Show every line of the material below that contains the word "yellow", copying each one in full. Case counts when matching.

□ □ □ □ □ □ □

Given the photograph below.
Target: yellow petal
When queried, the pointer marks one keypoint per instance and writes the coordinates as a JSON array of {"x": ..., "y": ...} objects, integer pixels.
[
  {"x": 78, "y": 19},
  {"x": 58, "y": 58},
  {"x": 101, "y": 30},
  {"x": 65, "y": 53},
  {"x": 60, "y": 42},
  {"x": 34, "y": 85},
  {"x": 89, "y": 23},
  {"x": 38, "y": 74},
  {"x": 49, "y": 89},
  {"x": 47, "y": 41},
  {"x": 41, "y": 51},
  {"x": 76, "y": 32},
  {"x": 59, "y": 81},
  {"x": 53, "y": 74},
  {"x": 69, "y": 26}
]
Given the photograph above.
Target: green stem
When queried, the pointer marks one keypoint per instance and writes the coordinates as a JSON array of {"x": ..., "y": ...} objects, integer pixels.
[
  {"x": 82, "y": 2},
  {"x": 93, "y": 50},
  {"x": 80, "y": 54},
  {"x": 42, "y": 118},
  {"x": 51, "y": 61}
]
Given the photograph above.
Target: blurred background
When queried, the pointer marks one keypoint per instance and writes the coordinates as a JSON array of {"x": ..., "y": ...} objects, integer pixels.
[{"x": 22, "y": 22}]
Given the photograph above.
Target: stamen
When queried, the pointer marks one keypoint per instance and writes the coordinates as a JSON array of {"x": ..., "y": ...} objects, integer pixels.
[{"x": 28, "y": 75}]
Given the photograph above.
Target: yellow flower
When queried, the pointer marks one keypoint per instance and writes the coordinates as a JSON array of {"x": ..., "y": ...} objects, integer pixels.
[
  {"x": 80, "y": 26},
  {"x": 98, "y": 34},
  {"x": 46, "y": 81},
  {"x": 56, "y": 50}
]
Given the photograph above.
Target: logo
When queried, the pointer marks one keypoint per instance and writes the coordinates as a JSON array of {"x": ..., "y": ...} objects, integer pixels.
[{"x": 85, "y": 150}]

□ □ □ □ □ □ □

#### EXERCISE OUTPUT
Target: yellow petal
Target: yellow flower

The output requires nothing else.